It is also possible to extend this to breaking early when a custom closeness predicate is true (for example, min(absolute error, relative error) < 1e-9 and so on), but for the sake of simplicity, this template does not do so.

## Introduction

It is well known that writing the condition for continuation of the
binary search as anything like `while (r - l > 1)`

or `while (l < r)`

is
bug-prone on floating point integers, so people tend to write a binary
search by fixing the number of iterations. However, this is usually not
the best method — you need \(O(\log L)\) iterations where \(L\) is the
length of the range, and the range of floating point numbers is very
large.

So, I came up with a way to binary search on (IEEE754, i.e., practically
all implementations of) floating point numbers that takes
`bit_width(floating_type) + O(1)`

calls to the predicate for binary
search. I am pretty sure that this method has been explored before (feel
free to drop references in the comments if you find them). Regardless of
whether this is a novel algorithm or not, I wanted to share this since
it teaches you a lot about floating points, and it also has the
following advantages:

- No need to hard-code the number of iterations.

> **WHAT YOU NEED TO DO**
1. Please extract the part of the floating-point binary search passage between "calls to the" and "hard-code the number of iterations.", inclusive.
2. According to the floating-point binary search passage, why is fixing the number of iterations usually not the best method?
The lines after this passage have no connection to it.

> **SUPPLIED INFORMATION**

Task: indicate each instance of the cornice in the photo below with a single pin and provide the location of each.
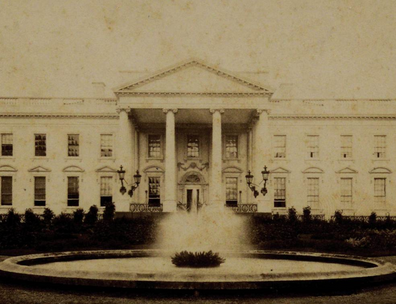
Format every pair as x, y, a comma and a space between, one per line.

> **TASK-BY-TASK OUTPUTS**
1.
calls to the predicate for binary
search. I am pretty sure that this method has been explored before (feel
free to drop references in the comments if you find them). Regardless of
whether this is a novel algorithm or not, I wanted to share this since
it teaches you a lot about floating points, and it also has the
following advantages:

- No need to hard-code the number of iterations.

2. That approach needs O(log L) iterations, where L is the length of the range, and the range of floating point numbers is very large.